DESCRIPTION OF THE TASK: Show each line of the material below that contains the string "fountain", copied in full. Case counts when matching.
◇ ◇ ◇ ◇ ◇ ◇ ◇
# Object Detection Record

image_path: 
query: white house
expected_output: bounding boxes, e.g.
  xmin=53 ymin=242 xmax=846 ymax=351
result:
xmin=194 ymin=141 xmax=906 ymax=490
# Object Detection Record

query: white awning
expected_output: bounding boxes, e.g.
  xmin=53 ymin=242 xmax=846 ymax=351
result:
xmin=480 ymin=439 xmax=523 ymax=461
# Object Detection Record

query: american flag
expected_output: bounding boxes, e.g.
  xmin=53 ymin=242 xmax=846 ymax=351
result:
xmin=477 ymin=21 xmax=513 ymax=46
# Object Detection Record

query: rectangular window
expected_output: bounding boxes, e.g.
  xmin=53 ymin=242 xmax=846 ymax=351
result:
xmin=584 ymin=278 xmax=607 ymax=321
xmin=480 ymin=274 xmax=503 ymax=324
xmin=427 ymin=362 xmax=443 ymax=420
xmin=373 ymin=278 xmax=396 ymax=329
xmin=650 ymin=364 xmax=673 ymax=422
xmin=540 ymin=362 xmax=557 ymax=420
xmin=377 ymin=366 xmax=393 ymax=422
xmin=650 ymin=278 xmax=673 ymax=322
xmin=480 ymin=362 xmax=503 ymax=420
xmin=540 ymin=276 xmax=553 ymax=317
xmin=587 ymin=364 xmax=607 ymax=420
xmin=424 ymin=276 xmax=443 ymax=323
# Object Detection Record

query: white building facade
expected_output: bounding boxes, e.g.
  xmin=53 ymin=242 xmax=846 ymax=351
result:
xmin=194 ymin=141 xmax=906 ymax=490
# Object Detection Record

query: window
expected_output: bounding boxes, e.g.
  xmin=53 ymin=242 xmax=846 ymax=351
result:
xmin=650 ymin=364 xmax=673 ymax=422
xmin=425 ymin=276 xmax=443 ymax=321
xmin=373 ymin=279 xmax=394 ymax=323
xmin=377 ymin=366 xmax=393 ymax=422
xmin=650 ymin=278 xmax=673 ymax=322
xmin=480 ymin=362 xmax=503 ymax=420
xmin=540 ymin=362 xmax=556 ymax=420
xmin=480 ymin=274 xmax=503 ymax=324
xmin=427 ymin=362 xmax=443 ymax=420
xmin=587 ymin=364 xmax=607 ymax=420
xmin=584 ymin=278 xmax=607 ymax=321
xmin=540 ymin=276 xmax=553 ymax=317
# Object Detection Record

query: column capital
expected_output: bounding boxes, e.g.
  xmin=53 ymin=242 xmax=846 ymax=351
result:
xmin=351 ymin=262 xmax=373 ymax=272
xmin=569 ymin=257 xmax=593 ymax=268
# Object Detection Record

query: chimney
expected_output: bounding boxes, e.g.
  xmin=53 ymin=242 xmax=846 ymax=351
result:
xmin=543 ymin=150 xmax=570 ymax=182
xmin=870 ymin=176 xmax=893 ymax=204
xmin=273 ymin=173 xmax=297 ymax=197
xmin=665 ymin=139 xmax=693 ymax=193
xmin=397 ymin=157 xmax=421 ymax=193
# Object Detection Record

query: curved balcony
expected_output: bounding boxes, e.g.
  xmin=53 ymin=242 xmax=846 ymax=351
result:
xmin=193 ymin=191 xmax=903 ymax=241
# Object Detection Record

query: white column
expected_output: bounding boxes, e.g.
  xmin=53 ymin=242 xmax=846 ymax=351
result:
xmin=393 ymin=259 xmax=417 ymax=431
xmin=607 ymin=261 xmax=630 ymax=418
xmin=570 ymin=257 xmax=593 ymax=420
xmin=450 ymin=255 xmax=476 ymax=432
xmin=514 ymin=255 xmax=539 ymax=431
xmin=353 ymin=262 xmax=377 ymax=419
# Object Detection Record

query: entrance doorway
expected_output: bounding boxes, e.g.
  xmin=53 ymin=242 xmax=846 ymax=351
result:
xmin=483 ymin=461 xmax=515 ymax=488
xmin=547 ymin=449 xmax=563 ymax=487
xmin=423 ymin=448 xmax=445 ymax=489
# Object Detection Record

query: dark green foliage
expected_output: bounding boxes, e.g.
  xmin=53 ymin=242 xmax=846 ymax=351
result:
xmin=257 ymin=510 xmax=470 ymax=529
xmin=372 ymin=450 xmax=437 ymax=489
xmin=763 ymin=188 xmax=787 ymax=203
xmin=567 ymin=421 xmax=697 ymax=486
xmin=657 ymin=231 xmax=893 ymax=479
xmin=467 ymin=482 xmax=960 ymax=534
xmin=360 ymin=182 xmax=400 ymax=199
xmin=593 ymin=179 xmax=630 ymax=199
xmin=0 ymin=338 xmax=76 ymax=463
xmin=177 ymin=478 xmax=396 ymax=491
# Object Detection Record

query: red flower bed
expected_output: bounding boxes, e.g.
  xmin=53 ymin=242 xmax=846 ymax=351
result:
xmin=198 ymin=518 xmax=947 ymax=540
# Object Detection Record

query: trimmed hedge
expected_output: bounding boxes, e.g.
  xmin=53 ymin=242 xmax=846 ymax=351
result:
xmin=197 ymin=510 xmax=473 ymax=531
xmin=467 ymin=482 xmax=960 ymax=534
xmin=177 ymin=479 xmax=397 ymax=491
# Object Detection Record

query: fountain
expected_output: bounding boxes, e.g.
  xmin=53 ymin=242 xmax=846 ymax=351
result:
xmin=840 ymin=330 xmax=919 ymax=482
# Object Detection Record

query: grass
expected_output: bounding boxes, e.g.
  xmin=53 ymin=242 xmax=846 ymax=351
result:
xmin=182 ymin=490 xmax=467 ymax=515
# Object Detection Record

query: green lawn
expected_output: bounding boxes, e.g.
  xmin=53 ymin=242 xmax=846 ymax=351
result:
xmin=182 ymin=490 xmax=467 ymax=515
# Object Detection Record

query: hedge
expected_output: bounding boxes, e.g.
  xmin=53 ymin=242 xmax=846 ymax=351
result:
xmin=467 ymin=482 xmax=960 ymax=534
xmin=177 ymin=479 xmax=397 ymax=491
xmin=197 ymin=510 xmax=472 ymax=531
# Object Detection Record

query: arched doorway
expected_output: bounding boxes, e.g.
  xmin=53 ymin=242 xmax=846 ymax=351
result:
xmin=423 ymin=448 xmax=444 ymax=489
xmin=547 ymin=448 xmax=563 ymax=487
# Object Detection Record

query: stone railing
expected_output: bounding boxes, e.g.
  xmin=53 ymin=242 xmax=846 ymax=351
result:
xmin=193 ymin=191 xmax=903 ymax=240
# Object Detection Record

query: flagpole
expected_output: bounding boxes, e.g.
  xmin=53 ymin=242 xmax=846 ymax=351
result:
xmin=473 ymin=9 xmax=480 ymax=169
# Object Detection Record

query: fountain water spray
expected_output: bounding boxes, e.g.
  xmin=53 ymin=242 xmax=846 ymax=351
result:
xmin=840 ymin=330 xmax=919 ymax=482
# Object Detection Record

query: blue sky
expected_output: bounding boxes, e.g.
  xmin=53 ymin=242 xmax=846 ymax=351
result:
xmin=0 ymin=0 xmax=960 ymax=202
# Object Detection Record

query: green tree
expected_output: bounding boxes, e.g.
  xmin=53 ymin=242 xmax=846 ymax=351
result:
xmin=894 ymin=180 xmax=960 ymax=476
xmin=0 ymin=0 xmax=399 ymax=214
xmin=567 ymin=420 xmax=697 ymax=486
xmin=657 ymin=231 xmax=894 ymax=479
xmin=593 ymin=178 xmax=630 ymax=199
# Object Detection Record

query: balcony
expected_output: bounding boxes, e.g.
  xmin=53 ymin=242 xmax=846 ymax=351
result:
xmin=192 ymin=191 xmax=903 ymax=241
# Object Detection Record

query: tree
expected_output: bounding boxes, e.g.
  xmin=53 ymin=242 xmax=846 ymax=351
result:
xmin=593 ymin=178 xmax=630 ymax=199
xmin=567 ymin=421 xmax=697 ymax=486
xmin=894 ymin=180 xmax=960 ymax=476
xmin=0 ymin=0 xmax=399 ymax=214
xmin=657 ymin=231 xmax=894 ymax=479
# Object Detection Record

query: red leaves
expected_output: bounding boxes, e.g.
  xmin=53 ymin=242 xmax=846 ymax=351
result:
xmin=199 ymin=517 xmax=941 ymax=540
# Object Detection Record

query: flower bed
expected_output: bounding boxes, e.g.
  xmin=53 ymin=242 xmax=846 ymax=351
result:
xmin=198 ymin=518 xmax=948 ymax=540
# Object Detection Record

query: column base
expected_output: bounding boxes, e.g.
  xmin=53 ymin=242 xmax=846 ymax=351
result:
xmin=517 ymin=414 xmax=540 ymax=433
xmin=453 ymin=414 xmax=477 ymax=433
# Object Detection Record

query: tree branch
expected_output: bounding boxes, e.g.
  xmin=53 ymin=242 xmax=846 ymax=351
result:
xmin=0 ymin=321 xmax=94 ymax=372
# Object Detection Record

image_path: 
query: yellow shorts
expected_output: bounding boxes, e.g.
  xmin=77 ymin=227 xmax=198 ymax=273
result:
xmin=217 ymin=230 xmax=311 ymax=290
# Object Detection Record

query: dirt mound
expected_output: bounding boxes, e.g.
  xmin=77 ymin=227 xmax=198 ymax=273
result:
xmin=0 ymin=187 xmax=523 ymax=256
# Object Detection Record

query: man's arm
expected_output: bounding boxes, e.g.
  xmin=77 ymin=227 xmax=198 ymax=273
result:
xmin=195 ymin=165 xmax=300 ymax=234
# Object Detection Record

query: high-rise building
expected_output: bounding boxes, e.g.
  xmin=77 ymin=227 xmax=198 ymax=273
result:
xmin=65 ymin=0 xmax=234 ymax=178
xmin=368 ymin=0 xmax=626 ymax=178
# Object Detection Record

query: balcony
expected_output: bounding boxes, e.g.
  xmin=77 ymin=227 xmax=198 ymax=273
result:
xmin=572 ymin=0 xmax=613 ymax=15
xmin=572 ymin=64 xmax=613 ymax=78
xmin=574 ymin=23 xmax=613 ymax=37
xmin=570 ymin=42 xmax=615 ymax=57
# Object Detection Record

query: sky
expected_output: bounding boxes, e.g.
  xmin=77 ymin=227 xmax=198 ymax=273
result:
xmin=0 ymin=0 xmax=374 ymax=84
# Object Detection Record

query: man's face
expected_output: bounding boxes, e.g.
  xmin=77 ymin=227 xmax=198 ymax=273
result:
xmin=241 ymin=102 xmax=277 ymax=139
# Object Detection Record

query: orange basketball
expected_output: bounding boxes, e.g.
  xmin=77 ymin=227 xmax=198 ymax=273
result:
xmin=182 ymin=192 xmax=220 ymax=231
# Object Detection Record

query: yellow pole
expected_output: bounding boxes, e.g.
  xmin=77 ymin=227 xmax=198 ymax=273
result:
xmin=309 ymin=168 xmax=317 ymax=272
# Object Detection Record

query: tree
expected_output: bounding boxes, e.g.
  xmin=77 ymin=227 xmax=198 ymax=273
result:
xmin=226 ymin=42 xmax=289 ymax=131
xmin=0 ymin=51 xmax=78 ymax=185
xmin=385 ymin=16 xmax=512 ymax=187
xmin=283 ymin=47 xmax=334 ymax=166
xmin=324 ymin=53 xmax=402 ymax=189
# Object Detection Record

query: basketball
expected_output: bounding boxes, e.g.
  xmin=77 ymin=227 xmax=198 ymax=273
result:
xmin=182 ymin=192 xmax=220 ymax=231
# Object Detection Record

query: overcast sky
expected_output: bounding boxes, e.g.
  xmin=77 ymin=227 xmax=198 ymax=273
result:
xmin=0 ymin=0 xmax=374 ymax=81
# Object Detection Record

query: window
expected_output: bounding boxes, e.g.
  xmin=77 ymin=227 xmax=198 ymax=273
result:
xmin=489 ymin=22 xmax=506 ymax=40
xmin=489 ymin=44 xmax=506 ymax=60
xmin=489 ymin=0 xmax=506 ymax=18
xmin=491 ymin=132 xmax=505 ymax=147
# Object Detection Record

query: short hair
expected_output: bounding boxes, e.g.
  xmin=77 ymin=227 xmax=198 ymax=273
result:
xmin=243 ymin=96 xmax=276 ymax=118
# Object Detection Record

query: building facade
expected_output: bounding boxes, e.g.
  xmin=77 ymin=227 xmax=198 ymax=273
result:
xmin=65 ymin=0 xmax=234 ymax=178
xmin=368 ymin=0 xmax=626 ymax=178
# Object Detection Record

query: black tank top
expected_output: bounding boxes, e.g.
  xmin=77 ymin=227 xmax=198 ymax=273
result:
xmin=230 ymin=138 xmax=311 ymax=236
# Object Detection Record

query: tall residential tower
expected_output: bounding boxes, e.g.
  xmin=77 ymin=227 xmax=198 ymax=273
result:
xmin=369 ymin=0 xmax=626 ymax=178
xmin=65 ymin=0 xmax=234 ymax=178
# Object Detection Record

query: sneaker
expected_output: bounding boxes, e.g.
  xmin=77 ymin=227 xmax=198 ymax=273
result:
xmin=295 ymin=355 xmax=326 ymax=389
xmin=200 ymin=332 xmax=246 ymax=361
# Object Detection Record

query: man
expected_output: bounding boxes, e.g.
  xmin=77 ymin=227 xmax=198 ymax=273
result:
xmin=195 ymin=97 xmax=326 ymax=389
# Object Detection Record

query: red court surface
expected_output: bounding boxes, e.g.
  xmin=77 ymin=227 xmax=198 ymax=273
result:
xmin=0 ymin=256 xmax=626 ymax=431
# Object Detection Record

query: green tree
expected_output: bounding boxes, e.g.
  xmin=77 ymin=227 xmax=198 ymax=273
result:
◇ ◇ ◇ ◇ ◇ ◇ ◇
EXERCISE OUTPUT:
query: fountain
query: fountain water spray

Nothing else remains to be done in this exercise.